Return the full passage on Alaska's proposed marijuana control board word for word, with nothing changed.
Extract provided START
On Election Day 2014 Alaska voters approved a cannabis legalization initiative. The campaign slogan that the initiative was based upon was ‘regulate marijuana like alcohol.’ The Alaskan Alcoholic Beverage Control Board was the default governing agency that would oversee cannabis legalization implementation and regulation. However, at least on lawmaker in Alaska wants to see a completely new control board oversee cannabis in Alaska. Per ADN.Com:
McGuire said Thursday she intends to introduce legislation that would create a marijuana control board charged with crafting and implementing marijuana rules. McGuire, chair of the Senate Judiciary Committee, wants to make it clear that the Legislature will be addressing marijuana legalization. With that, she feels the first step is creating a separate board to regulate the substance.
The authority to do that is one of the few clear requests Ballot Measure 2 specifically makes of the Legislature. However, it only indicates that it “may create” the board — not that it must. Per the initiative, the Alcoholic Beverage Control Board is in charge of marijuana unless a new organization is formed. With the board moving swiftly, some involved in marijuana legalization find themselves mulling whether a separate board should exist.
Taylor Bickford said the Campaign to Regulate Marijuana Like Alcohol in Alaska is still analyzing the pros and cons of whether to create a marijuana control board. Jeff Jessee, CEO of the Alaska Mental Health Trust Authority and a volunteer with the group opposing Ballot Measure 2, said he has no stance either way on whether the ABC Board or a newly created board should handle marijuana rules.
Extract provided END
Records provided START
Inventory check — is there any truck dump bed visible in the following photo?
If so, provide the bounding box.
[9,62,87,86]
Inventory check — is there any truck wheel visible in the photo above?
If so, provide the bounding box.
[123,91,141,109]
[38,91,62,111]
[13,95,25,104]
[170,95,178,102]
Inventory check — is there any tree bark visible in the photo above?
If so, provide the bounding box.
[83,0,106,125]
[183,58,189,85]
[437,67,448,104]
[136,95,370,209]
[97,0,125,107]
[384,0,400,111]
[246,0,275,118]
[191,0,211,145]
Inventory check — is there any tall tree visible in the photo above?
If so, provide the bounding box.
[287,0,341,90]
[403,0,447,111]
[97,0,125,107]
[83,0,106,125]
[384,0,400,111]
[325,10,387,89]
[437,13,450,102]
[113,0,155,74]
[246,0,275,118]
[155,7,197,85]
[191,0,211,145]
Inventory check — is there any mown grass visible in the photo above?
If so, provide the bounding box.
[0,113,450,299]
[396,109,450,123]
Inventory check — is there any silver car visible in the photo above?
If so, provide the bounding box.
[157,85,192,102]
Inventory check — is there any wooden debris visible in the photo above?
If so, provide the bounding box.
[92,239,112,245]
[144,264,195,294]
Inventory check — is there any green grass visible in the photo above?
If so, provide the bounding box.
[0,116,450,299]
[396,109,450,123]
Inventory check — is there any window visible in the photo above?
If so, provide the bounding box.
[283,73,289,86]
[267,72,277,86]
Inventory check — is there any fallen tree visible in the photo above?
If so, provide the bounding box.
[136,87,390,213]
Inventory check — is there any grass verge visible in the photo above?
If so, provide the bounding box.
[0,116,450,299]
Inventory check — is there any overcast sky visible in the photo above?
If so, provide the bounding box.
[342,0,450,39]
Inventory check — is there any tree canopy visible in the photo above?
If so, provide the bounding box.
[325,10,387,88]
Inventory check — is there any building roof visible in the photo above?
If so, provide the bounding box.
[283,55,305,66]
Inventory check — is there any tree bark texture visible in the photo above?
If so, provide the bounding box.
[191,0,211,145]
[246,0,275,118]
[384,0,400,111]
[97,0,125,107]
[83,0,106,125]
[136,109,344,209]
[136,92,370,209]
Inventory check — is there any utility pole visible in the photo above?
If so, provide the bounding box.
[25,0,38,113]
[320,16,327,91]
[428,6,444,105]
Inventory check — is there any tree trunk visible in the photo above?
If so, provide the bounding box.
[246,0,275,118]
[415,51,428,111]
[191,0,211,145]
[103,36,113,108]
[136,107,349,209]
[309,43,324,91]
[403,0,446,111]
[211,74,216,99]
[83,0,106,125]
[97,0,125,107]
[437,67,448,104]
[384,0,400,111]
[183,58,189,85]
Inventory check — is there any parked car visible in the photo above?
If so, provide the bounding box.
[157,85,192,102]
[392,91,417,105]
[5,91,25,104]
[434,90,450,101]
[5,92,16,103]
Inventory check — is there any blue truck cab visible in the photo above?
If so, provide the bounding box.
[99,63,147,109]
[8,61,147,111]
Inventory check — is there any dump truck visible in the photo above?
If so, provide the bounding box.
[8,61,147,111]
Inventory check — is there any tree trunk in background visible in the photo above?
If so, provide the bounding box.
Records provided END
Written response:
On Election Day 2014 Alaska voters approved a cannabis legalization initiative. The campaign slogan that the initiative was based upon was ‘regulate marijuana like alcohol.’ The Alaskan Alcoholic Beverage Control Board was the default governing agency that would oversee cannabis legalization implementation and regulation. However, at least on lawmaker in Alaska wants to see a completely new control board oversee cannabis in Alaska. Per ADN.Com:
McGuire said Thursday she intends to introduce legislation that would create a marijuana control board charged with crafting and implementing marijuana rules. McGuire, chair of the Senate Judiciary Committee, wants to make it clear that the Legislature will be addressing marijuana legalization. With that, she feels the first step is creating a separate board to regulate the substance.
The authority to do that is one of the few clear requests Ballot Measure 2 specifically makes of the Legislature. However, it only indicates that it “may create” the board — not that it must. Per the initiative, the Alcoholic Beverage Control Board is in charge of marijuana unless a new organization is formed. With the board moving swiftly, some involved in marijuana legalization find themselves mulling whether a separate board should exist.
Taylor Bickford said the Campaign to Regulate Marijuana Like Alcohol in Alaska is still analyzing the pros and cons of whether to create a marijuana control board. Jeff Jessee, CEO of the Alaska Mental Health Trust Authority and a volunteer with the group opposing Ballot Measure 2, said he has no stance either way on whether the ABC Board or a newly created board should handle marijuana rules.